Reproduce the lines below from the one that contains "Can you find the fence" through the end, inclusive, and add nothing.

[Collection entries]
■ ■ ■

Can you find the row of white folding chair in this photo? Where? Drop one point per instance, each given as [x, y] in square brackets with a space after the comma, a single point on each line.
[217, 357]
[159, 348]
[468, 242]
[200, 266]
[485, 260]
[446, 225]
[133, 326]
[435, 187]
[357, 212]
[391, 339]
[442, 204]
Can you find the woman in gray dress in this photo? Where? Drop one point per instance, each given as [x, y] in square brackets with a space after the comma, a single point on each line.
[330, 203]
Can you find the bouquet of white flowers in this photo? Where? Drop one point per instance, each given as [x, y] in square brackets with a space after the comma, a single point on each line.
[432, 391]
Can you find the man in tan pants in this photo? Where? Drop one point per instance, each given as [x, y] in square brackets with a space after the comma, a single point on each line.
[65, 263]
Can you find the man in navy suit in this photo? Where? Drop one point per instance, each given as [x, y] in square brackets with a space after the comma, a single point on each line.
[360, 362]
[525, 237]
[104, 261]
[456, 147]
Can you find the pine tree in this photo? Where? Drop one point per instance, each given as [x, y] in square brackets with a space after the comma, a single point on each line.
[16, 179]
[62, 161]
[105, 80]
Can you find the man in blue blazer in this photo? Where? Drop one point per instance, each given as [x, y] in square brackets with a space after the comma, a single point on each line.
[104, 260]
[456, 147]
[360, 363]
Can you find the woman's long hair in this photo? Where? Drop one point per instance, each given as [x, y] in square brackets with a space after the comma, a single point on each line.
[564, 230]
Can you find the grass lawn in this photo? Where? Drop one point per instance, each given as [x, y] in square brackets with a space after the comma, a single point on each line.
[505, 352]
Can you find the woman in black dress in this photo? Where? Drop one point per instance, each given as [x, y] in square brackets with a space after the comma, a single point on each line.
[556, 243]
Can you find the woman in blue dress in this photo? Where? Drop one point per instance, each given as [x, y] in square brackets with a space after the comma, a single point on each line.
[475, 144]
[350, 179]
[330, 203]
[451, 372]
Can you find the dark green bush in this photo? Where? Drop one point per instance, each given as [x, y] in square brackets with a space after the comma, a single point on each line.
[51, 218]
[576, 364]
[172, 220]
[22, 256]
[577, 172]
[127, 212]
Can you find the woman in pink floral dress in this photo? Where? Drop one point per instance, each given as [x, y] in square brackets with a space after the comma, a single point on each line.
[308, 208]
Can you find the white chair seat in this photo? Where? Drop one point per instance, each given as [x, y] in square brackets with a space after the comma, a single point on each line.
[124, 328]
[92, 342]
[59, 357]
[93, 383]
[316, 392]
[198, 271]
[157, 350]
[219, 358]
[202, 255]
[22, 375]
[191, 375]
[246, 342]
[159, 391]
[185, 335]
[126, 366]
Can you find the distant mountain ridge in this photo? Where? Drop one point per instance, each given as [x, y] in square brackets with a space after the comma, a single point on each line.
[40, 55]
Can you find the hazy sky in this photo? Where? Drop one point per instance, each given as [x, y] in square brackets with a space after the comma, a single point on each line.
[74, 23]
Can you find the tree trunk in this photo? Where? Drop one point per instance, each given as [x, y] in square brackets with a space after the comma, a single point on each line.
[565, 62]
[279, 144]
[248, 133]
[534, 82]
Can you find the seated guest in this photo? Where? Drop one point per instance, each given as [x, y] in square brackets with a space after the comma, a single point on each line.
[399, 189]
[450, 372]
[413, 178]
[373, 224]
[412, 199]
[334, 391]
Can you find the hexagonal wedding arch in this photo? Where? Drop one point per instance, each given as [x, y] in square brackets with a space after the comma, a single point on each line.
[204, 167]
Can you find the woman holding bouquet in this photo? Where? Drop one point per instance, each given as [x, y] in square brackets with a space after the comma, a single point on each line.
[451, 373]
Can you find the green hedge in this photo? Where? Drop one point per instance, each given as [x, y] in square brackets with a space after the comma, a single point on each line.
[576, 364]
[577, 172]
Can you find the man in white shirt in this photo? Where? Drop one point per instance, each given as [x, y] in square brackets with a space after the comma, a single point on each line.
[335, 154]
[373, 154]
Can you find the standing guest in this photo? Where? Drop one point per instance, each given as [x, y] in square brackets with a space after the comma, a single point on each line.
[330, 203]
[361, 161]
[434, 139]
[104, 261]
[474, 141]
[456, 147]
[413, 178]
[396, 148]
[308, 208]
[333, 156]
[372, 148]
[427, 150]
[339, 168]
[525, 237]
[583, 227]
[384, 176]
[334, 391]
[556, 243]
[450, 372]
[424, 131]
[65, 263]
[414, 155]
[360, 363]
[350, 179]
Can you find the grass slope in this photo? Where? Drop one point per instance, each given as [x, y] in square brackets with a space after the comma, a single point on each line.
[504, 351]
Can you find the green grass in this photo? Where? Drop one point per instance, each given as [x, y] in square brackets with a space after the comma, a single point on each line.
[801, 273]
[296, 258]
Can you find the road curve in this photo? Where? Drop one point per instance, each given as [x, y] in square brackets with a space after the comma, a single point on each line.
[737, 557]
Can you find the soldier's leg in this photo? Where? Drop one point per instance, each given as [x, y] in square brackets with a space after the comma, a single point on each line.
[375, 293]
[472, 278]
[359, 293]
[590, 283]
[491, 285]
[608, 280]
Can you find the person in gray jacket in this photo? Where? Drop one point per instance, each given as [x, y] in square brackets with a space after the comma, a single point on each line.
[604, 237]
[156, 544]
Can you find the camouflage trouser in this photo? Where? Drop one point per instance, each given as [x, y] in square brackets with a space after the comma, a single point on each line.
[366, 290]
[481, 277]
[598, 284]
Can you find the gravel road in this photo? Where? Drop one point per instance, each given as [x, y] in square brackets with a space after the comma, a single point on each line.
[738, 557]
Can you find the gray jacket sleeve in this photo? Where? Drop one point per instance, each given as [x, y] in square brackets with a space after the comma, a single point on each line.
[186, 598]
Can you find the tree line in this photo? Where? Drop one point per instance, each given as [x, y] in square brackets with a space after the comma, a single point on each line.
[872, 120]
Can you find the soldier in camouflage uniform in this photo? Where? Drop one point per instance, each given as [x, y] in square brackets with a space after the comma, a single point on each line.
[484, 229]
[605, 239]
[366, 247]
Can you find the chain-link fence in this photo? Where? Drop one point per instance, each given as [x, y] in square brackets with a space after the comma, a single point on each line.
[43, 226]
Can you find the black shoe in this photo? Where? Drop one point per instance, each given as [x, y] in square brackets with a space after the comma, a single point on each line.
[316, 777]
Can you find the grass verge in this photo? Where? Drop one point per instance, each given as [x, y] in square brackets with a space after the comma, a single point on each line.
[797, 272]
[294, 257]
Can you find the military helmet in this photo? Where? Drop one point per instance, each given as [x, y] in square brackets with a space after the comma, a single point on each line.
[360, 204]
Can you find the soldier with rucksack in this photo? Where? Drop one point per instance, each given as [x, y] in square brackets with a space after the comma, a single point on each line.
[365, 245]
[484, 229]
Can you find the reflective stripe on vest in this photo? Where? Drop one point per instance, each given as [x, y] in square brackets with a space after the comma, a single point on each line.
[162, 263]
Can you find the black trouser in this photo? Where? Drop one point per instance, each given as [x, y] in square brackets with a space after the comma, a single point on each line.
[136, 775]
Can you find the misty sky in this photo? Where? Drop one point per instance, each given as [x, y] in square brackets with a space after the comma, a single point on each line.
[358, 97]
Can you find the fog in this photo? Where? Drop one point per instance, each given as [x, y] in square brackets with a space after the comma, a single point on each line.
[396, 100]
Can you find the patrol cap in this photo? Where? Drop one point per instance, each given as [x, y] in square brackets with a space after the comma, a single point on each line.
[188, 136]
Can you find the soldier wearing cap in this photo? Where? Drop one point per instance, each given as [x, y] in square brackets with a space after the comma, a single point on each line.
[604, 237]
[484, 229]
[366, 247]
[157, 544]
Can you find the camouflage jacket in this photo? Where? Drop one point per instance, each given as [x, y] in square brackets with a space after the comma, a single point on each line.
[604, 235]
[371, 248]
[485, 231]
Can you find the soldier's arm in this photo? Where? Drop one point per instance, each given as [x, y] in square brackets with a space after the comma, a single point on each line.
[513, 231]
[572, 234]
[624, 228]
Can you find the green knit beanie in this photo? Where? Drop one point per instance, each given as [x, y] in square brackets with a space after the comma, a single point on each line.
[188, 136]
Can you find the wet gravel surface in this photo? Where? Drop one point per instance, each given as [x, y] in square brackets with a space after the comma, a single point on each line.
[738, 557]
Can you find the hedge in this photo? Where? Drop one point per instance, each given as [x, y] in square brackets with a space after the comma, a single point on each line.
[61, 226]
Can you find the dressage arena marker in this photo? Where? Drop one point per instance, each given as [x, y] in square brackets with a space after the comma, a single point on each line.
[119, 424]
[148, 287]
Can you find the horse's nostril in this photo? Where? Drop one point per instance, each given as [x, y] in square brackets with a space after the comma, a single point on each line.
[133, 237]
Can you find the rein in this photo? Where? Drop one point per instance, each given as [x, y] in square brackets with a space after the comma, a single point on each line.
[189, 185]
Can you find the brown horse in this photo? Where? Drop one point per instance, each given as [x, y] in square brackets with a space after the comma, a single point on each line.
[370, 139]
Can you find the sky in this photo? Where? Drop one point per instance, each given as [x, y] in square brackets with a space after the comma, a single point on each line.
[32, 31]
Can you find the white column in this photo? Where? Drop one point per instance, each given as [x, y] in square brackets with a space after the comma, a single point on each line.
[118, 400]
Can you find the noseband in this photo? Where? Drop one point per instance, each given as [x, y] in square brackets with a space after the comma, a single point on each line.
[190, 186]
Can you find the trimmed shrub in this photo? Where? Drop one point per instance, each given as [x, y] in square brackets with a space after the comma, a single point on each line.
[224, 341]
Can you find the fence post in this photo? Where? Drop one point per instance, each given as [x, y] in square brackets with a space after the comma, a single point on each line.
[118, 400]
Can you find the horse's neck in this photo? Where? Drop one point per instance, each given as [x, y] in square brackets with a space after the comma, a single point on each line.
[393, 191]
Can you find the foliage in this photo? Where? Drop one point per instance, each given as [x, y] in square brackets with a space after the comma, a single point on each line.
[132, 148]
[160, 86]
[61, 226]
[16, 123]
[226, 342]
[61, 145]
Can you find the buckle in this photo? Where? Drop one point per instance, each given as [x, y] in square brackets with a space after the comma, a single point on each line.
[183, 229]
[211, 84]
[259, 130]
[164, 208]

■ ■ ■

» ANSWER TO THIS EXERCISE:
Can you find the fence post in this photo? Where? Drop one point per instance, each given as [x, y] in square brackets with a space after the comma, a single point on each line.
[118, 400]
Can you find the horse's neck in this photo? Where? Drop one point per instance, each given as [x, y] in square brackets with a space after the comma, a single point on each line.
[393, 191]
Can you find the foliage in this photo? Where? Drop one point per instance, each given as [x, y] in square brackets with a space after the comma, a single point on each line.
[132, 148]
[160, 86]
[61, 226]
[16, 123]
[226, 342]
[61, 145]
Can you find the buckle in this photo? Where? Drop one point per instance, each given as [x, y] in square brackets with a space after the comma, a single point on each line.
[183, 229]
[211, 84]
[259, 130]
[164, 208]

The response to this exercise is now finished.